-- Text segment --
'''

Hi Ted,
Theodore Tso wrote:
On Sat, May 02, 2009 at 11:15:01PM -0700, Joel Becker wrote:
int reflink(const char *oldpath, const char *newpath);
The reflink(2) system call creates reference-counted links. It creates
a new file that shares the data extents of the source file in a
copy-on-write fashion. Its calling semantics are identical to link(2).
Once complete, programs see the new file as a completely separate entry.
How should quota handle reflinks? Since there are separate inodes,
the two files could be owned by different user ID's. Since the data
blocks exist only once, I can imagine a number of different ways of
handling it:
1) When the reflink is created, the owner of the new reflink is not
charged the number of blocks of the file against his/her quota. If
the original inode is deleted, the original owner continues to have
the cost of the file charged against his/her quota until the last
reflink disappears.

'''

-- Collected material --
'''

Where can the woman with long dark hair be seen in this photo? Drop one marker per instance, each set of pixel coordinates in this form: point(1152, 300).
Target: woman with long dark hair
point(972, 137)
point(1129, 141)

'''

-- Given exercise --
In the reflink text above:
1. Which two parameters does reflink take?
2. Which system call has calling semantics identical to reflink(2)?
3. Under the first quota approach, if the original inode is deleted, who is still charged for the file, and until when?

-- Expected answer --
1. const char *oldpath and const char *newpath.
2. link(2).
3. The original owner, until the last reflink disappears.